#### Written request
Gather every line in the rows below that contains the string "street". Case counts.

++++++++++++++++++++

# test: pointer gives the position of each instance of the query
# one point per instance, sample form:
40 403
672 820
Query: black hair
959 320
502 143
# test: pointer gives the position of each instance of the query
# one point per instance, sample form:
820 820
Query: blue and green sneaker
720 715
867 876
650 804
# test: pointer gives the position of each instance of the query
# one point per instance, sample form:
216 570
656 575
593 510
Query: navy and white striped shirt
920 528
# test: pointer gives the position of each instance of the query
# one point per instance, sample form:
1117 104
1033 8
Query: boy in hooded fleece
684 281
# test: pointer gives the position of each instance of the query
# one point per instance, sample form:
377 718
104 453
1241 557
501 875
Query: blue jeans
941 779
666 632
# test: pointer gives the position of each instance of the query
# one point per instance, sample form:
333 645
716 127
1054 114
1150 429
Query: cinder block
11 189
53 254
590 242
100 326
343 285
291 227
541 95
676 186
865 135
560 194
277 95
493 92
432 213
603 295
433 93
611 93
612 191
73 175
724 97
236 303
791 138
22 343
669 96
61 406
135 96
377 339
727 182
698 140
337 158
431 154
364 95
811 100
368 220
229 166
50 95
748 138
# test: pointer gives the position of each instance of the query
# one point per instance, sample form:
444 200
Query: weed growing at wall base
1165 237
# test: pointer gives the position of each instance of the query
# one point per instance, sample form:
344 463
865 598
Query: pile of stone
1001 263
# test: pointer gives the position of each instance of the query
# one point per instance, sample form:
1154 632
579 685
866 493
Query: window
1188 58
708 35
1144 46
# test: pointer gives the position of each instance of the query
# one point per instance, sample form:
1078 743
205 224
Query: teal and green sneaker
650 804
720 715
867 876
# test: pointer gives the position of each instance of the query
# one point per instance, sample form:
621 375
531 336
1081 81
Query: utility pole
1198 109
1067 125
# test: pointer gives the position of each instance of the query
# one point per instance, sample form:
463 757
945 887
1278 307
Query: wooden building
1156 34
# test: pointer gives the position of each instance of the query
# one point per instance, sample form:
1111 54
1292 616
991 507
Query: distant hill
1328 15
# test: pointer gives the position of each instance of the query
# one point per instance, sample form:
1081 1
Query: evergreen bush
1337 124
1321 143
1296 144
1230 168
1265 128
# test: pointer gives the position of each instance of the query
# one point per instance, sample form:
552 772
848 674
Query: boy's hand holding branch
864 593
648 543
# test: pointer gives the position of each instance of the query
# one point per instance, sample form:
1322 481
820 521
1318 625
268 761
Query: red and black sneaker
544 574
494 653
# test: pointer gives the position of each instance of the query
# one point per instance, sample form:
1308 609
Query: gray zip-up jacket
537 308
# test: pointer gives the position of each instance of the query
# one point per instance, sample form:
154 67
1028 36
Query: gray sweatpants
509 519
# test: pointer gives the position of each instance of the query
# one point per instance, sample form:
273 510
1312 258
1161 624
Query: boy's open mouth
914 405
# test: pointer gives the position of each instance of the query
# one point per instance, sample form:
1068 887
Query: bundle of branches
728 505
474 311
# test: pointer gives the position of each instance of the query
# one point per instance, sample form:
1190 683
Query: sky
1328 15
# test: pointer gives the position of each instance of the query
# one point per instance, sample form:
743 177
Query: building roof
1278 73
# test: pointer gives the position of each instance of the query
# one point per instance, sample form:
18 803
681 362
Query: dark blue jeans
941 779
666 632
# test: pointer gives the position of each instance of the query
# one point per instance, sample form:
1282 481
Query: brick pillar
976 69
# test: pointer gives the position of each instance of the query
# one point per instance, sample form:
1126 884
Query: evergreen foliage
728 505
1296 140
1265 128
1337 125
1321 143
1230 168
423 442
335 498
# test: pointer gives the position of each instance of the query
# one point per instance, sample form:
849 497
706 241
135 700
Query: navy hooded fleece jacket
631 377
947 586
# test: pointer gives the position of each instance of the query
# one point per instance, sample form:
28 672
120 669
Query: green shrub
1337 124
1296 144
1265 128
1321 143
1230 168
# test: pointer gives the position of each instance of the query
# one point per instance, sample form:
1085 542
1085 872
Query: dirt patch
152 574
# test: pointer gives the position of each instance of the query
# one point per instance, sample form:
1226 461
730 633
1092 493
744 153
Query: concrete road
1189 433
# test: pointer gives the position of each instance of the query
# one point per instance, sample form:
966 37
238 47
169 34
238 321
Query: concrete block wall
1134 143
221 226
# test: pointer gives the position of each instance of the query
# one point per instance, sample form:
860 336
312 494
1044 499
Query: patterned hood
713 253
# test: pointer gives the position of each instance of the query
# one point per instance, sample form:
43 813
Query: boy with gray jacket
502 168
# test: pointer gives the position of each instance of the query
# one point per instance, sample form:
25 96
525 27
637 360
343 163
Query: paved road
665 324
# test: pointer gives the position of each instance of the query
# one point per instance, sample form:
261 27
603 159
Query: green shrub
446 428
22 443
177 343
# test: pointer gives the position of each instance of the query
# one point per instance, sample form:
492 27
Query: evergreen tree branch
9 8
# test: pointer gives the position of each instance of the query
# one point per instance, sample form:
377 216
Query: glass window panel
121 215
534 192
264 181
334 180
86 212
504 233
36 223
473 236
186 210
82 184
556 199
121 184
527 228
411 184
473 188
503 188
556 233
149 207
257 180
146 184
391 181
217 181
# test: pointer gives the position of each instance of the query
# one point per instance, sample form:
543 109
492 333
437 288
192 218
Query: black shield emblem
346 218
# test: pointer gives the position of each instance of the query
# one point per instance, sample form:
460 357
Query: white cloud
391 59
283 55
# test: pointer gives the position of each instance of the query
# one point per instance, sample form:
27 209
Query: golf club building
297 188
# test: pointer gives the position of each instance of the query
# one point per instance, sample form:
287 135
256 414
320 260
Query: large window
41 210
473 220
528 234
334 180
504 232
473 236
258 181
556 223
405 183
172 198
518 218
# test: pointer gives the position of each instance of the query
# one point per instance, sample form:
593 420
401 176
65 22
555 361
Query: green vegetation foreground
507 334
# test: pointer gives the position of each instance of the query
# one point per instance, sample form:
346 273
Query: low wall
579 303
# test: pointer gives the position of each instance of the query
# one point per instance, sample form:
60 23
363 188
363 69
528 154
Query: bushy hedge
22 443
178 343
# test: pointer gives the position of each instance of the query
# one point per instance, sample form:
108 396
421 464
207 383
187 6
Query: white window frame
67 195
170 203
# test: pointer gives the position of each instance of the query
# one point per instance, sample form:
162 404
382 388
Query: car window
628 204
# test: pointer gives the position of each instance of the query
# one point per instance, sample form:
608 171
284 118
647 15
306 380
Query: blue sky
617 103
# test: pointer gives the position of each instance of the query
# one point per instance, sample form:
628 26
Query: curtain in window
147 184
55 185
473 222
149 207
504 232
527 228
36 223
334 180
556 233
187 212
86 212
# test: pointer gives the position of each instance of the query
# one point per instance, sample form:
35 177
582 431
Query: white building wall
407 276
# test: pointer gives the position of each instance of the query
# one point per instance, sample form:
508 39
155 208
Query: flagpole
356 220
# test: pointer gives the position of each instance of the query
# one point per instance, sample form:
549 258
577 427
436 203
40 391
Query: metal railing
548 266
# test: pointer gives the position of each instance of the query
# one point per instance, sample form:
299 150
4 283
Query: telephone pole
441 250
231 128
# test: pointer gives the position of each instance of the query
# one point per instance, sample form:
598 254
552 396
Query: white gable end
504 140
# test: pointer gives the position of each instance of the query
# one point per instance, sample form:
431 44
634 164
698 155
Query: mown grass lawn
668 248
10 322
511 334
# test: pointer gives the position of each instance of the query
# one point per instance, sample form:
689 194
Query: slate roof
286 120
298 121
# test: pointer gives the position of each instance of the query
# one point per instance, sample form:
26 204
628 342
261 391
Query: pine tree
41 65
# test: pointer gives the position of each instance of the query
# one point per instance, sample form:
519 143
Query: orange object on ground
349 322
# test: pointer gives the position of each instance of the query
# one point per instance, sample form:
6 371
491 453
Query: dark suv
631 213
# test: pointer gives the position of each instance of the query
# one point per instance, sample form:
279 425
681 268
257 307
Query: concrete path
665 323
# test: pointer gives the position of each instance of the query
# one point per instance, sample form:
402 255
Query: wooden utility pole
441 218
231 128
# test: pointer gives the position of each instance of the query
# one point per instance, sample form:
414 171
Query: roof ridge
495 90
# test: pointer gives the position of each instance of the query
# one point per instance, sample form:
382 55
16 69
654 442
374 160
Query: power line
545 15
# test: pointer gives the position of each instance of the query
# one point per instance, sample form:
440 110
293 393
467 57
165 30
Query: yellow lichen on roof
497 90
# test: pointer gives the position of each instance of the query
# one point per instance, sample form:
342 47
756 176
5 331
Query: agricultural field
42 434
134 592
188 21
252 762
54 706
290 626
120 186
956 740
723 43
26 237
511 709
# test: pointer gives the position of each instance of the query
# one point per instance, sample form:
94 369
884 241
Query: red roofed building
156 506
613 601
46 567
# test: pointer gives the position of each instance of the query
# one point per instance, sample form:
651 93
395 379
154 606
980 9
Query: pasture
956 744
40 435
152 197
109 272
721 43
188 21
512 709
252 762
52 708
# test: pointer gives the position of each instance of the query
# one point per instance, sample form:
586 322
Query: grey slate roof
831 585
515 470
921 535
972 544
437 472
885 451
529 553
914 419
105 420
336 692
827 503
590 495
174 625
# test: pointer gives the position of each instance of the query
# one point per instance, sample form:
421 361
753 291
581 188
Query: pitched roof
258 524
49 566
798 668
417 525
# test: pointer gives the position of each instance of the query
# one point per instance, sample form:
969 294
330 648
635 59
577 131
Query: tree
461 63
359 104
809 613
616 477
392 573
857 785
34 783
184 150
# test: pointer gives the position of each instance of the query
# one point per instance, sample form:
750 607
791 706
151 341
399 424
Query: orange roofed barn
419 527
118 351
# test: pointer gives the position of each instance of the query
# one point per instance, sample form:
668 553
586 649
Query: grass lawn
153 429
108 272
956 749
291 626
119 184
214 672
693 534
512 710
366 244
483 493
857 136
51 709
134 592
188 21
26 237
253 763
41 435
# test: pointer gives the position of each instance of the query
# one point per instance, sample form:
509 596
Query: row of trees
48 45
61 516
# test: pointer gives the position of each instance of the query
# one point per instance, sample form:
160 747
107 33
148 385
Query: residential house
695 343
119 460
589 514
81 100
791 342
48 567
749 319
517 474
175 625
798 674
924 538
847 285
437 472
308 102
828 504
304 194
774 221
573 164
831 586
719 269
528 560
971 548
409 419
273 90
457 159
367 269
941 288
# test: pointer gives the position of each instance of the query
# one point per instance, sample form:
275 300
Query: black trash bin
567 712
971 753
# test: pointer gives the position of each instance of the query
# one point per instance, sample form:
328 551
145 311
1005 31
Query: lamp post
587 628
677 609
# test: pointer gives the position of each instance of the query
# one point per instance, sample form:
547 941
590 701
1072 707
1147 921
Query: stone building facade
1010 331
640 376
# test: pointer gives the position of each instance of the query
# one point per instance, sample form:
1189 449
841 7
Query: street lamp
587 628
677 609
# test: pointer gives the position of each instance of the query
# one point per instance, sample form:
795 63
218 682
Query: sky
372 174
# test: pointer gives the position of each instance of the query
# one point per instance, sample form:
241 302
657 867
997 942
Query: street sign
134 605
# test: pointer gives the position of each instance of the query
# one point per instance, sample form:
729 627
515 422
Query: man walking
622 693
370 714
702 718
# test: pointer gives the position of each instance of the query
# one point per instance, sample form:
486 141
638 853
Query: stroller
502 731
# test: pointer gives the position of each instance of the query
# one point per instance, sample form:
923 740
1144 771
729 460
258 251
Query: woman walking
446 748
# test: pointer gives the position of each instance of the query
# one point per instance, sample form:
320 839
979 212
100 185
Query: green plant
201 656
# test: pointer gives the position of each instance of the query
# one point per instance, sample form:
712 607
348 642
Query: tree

++++++++++++++++++++

#### Correct response
Query: street lamp
Query: street sign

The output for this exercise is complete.